# Exercises
A. From the article about divisions on the Denver school board, list the issues that some board members blamed for noncompliance with the code of conduct.
B. Write the next part of the article about divisions on the Denver school board, starting after its last sentence.

# Passage to read
+---+

Contentious meeting, survey results highlight ongoing DPS board divisions

A survey filled out by five of Denver school board members before a retreat earlier this week highlights in stark terms the mistrust that is damaging relationships among some board members and hampering the board’s ability to function.

The 17-question survey, obtained by Boardhawk through a Colorado Open Records Act Request, reveals that only one board member of the five who completed the survey feels his or her colleagues follow the board code of conduct and covenants, as detailed in governance process policies revised late last year.

A synopsis of survey results also showed that at least some board members blamed noncompliance on issues ranging from a lack of trust of other board members to a lack of focus on collective goals to a lack of a common vision.”

Board members’ survey responses show they are aware that they are damaging their individual and collective reputations. “Non-compliance impacts public perception of the board, impacts effective operations, and becomes a distraction for staff and the superintendent,” the synopsis says. “Some felt that constituents do not have confidence that the board is acting in the best interests of DPS.”

Board Vice President Tay Anderson said he was one of the two board members who didn’t complete the survey. It’s not clear who else declined to fill it out.

The survey also revealed that “some respondents” feel that “other board members enable bad behavior from other board members. They shared that the fear of retaliation for calling on bad behavior is real and the concern of what the media would do was also a fear.”

+---+

# Entries
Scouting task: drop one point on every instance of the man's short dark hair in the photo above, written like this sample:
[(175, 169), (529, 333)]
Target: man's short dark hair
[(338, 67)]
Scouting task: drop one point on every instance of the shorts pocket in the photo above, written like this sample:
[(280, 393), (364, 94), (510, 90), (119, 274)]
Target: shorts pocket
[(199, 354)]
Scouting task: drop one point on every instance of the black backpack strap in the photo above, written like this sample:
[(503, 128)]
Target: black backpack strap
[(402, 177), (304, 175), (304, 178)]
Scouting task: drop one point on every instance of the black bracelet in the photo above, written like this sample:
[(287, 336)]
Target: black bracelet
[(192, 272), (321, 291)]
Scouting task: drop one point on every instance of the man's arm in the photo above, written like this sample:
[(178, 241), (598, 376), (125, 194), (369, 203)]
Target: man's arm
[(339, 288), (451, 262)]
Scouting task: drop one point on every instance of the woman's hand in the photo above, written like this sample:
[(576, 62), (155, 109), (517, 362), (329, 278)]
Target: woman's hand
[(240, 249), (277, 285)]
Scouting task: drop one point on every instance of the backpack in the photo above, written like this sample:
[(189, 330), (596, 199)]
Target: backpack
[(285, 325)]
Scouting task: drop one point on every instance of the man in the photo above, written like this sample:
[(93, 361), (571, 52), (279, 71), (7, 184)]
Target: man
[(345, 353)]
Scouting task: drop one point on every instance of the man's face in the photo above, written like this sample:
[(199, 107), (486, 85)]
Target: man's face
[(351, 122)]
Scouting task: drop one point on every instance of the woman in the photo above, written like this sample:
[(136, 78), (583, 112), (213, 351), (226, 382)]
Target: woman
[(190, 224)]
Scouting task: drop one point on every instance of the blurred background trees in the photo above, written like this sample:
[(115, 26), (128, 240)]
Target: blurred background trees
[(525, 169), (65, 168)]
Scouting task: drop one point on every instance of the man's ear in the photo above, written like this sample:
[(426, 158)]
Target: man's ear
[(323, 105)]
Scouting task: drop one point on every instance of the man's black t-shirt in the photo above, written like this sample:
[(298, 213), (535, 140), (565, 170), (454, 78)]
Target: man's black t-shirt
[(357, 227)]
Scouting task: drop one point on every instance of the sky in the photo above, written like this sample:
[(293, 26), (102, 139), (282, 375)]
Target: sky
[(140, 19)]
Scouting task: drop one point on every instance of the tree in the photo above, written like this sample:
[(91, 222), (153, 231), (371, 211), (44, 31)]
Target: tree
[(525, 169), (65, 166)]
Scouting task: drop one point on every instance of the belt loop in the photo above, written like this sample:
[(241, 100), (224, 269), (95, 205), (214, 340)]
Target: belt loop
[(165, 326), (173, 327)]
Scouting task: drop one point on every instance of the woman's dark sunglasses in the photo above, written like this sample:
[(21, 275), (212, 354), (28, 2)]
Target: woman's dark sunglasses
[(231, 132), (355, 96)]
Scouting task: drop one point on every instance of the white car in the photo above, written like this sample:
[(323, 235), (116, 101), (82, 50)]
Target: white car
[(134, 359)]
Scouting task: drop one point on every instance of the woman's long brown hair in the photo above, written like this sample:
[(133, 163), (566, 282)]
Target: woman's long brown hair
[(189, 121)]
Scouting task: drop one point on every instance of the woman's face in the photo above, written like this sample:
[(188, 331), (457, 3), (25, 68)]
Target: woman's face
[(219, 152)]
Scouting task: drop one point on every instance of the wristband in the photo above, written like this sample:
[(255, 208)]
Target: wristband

+---+

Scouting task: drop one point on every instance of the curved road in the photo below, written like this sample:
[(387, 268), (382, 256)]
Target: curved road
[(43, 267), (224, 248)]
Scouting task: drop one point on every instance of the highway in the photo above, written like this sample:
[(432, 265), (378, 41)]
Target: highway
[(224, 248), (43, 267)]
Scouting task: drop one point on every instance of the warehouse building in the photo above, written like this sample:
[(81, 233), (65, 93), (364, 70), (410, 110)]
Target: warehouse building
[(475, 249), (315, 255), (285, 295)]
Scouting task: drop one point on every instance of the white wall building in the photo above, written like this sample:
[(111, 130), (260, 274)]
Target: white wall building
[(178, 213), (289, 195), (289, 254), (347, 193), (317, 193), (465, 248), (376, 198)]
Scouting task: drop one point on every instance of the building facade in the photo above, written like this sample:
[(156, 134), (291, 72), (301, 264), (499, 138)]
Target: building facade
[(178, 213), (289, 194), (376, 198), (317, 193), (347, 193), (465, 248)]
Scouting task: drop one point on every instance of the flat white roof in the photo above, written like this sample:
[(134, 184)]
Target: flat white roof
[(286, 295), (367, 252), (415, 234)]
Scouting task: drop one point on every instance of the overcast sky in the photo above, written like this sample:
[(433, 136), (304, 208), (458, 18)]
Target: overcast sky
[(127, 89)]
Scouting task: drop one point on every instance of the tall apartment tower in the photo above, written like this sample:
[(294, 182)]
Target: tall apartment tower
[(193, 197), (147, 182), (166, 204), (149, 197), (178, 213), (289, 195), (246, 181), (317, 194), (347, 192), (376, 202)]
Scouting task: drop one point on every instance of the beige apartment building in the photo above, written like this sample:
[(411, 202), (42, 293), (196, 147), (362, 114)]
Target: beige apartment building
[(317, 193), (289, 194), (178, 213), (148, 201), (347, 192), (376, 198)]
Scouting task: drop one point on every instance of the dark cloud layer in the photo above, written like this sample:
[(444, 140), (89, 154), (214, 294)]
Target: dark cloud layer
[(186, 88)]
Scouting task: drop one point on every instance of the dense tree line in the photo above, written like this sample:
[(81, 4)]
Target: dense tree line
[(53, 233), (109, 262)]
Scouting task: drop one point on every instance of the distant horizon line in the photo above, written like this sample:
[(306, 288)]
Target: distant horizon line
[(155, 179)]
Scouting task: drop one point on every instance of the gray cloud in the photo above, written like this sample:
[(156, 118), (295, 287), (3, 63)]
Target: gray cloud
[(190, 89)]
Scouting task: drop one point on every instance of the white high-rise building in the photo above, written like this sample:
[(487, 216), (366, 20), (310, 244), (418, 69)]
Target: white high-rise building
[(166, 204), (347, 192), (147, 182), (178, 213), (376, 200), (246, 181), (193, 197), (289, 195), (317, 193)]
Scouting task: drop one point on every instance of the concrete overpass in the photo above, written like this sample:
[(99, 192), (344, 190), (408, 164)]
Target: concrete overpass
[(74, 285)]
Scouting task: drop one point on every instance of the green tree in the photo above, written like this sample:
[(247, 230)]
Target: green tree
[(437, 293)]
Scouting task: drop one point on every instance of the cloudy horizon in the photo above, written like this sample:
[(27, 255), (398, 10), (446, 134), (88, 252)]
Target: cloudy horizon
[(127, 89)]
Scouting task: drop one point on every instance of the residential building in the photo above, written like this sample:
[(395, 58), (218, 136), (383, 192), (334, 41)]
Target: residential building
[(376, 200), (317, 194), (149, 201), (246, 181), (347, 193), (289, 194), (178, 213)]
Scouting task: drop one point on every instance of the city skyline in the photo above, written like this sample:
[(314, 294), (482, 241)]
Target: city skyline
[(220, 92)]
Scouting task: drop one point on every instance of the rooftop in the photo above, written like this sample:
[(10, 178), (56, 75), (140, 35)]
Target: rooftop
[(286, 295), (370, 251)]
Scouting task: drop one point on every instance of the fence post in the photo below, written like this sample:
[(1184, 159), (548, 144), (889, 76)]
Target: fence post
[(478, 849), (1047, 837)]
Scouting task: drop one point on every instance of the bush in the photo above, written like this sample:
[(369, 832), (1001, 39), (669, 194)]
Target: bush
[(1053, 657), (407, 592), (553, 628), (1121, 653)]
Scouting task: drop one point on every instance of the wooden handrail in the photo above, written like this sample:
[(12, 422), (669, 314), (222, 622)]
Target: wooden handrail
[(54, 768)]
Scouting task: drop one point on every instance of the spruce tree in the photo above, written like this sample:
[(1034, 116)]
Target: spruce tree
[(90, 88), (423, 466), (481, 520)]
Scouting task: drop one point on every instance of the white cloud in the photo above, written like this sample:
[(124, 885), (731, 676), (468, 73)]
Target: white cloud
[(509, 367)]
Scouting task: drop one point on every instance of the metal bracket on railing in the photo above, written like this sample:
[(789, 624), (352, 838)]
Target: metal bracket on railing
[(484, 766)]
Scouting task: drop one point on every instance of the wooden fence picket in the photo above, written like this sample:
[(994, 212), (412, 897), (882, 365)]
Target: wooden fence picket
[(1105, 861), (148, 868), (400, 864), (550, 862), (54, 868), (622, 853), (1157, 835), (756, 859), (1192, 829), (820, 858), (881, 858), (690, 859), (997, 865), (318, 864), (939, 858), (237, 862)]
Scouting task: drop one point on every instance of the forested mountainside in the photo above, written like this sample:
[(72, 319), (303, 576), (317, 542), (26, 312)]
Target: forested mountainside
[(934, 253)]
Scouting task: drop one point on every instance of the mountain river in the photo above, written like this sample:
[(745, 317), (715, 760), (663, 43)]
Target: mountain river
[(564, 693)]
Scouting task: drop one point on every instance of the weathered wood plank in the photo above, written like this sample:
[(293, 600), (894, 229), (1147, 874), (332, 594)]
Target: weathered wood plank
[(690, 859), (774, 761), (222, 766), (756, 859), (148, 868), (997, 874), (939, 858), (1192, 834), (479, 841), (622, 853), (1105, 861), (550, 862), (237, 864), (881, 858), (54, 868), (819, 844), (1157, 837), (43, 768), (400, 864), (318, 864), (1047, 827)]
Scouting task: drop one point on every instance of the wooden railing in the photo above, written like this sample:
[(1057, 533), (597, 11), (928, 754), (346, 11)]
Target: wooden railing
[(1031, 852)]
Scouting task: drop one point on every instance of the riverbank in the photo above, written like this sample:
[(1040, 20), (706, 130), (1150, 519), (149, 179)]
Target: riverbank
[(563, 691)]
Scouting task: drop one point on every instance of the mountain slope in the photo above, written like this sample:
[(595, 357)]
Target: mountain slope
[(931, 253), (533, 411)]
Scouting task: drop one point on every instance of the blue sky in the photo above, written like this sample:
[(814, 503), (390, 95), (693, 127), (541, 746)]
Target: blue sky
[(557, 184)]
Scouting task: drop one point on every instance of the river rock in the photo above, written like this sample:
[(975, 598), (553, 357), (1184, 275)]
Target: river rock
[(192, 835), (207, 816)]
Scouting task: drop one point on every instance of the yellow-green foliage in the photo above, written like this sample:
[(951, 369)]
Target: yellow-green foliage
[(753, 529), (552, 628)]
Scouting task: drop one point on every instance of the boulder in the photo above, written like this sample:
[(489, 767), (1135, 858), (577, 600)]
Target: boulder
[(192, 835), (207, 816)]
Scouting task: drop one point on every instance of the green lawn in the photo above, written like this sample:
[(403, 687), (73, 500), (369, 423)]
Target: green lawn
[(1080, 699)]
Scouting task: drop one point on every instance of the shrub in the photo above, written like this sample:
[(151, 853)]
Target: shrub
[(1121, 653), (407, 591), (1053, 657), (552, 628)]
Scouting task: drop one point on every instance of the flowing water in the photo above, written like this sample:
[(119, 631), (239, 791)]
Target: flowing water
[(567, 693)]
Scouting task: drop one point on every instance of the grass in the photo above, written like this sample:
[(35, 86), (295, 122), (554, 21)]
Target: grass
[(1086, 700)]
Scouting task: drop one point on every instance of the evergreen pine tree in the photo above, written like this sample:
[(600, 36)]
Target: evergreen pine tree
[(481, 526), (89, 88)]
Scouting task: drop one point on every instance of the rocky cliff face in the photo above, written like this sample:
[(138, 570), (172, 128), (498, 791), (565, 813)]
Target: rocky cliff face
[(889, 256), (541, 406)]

+---+

# Exercise results
A.
- A lack of trust of other board members
- A lack of focus on collective goals
- A lack of a common vision

B.
Much of the current animosity appears to stem from board President Xóchitl “Sochi” Gaytán’s June media interviews, during which she accused Anderson and board member Scott Esserman of a mix of sexism, misogyny and racism for disrespecting and undermining her role as president.

During a highly contentious work session Thursday, Anderson asked Gaytán to apologize to the board for violating the code of conduct by going to the media with her grievances. Gaytán declined to do so, and in fact doubled down. “I’m not apologizing for exposing your misogyny and sexism,” she said to Anderson.

The meeting had to be adjourned abruptly shortly before 7:30 because of a disturbance among members of the small in-person audience. Gaytán’s mother and activist Lisa Calderon raised their voices while confronting Hashim Coates, who served as Vice President Tay Anderson and Esserman’s campaign manager.

The truncated work session left much unclear, including how the board will move forward when its president and vice-president are openly hostile to one another, other board members appear to feel disrespected or overlooked, and work on key policy issues is stalled by interpersonal drama.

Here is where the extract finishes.